▶ _Problem details_
Write down exactly the lines of the listing below, beginning with the one containing "Mark one point per instance of the utility" and closing with the final line.
◆ ◆ ◆ ◆
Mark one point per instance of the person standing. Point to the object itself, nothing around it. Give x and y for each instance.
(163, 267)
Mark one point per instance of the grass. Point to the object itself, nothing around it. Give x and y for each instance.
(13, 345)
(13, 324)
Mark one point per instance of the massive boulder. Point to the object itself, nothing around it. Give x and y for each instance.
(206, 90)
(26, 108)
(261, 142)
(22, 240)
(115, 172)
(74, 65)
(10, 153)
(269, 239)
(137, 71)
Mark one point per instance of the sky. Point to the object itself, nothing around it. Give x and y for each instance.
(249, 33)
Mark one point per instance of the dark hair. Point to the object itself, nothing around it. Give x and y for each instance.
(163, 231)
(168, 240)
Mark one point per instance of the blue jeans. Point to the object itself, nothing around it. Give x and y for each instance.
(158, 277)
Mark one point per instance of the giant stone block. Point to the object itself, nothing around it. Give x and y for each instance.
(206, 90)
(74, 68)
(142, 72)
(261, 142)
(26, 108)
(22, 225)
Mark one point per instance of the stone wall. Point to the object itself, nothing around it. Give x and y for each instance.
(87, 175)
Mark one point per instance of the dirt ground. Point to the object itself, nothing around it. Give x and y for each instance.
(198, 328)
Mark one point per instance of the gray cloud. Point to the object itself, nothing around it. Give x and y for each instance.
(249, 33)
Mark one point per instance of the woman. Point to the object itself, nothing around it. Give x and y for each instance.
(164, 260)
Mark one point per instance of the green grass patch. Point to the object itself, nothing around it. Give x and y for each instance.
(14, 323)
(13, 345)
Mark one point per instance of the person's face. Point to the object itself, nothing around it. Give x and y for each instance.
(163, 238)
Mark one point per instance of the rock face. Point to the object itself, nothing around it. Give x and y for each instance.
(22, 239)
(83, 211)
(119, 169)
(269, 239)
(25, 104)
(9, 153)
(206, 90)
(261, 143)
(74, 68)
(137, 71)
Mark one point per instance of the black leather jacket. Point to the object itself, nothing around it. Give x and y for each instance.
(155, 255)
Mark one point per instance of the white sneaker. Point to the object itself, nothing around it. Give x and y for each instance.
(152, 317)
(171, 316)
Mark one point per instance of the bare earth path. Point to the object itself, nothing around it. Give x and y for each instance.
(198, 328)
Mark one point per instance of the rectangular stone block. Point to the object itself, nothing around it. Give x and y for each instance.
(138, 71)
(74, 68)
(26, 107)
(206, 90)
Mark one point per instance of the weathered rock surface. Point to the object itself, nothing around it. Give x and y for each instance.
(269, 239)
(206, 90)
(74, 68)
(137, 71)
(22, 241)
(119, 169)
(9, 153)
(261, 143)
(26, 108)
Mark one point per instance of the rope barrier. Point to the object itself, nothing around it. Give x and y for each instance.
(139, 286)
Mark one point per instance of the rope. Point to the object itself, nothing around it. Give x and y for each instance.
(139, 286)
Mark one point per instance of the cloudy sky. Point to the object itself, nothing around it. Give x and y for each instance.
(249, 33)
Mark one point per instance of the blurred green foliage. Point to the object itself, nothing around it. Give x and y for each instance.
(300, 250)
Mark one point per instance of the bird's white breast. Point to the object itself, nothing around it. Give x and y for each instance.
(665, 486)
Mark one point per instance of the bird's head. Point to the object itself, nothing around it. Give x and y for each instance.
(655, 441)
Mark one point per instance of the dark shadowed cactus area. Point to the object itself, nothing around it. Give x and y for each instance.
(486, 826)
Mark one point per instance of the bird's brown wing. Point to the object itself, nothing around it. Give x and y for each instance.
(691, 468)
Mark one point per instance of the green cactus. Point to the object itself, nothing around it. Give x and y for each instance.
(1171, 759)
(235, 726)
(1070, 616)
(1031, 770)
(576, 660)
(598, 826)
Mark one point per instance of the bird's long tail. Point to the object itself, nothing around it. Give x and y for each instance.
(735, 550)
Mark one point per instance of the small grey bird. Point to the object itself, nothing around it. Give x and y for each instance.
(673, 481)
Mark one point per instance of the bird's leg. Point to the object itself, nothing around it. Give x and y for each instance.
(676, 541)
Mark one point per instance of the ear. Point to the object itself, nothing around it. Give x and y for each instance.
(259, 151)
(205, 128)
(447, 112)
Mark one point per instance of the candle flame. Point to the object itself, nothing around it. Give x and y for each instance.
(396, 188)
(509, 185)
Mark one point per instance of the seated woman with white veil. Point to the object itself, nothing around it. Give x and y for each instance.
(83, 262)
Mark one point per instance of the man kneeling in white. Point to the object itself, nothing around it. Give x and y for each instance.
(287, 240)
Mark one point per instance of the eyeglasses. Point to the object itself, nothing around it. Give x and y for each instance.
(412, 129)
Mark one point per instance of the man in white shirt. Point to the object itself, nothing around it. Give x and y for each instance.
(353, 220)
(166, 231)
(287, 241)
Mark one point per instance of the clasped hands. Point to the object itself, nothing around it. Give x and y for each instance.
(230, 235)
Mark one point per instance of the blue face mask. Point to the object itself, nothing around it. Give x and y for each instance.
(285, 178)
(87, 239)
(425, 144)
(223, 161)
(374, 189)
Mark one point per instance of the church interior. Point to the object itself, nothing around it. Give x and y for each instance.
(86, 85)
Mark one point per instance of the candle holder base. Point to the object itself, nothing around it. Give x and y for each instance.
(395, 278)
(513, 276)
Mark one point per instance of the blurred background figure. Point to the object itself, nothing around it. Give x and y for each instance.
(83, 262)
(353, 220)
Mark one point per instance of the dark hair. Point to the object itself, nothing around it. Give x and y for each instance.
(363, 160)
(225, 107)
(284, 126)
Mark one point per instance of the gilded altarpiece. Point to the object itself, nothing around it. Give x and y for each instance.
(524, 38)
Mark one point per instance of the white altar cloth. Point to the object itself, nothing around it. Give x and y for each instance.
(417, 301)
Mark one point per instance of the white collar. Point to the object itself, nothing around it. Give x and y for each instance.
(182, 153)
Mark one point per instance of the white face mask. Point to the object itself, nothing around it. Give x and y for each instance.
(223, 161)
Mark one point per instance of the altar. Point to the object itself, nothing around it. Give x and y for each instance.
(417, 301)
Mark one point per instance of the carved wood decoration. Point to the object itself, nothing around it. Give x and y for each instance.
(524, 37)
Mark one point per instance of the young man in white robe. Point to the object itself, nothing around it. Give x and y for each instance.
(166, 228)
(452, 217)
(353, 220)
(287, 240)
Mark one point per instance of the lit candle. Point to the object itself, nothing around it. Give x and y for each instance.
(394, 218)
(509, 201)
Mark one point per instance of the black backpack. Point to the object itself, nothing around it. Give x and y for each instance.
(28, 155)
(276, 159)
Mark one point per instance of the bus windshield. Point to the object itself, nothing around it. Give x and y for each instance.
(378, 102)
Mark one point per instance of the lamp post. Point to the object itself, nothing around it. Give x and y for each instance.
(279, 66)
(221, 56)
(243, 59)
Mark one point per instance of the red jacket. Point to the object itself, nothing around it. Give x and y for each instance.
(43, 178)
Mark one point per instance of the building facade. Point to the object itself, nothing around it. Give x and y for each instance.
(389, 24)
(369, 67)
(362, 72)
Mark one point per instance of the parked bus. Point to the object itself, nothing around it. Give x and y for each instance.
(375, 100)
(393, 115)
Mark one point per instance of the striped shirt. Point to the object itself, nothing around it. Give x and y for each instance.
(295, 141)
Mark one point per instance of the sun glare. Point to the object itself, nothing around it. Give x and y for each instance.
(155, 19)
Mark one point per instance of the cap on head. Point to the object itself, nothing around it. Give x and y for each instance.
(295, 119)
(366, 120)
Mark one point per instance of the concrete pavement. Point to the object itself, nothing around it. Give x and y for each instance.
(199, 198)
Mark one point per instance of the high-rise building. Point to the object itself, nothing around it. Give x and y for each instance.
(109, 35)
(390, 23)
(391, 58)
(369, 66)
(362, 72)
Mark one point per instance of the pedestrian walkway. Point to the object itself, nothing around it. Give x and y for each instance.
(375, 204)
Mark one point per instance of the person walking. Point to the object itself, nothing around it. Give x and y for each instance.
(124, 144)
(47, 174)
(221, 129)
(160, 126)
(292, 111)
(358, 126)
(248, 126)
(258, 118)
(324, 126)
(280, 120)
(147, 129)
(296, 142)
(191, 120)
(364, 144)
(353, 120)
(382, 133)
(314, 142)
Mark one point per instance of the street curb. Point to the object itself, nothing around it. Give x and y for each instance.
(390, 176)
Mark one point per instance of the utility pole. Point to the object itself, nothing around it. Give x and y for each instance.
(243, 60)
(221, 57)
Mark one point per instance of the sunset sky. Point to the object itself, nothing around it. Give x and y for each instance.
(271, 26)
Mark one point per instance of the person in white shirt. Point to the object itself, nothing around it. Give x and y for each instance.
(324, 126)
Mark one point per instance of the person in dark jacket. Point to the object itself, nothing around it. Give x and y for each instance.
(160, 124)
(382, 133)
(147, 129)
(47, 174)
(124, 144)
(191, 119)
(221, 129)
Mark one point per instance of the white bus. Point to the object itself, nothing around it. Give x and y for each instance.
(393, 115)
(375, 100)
◆ ◆ ◆ ◆
▶ _The answer_
Mark one point per instance of the utility pole. Point to the object itself, nothing around it. Give x and y for each instance.
(243, 60)
(221, 57)
Mark one point per instance of the sunset sky. Point to the object itself, nothing around it. Give x and y for each instance.
(271, 26)
Mark one point per instance of the person in white shirt. Point to the object itself, nothing around it. Give x and y for each instance.
(324, 126)
Mark one point per instance of the person in dark jacket. Point to the object itself, nothing around it. Give x and y for each instance.
(160, 124)
(382, 133)
(147, 129)
(47, 174)
(124, 144)
(191, 119)
(221, 129)
Mark one point per instance of the white bus. Point to the object itself, nothing around it. Give x and y for each instance.
(393, 115)
(375, 100)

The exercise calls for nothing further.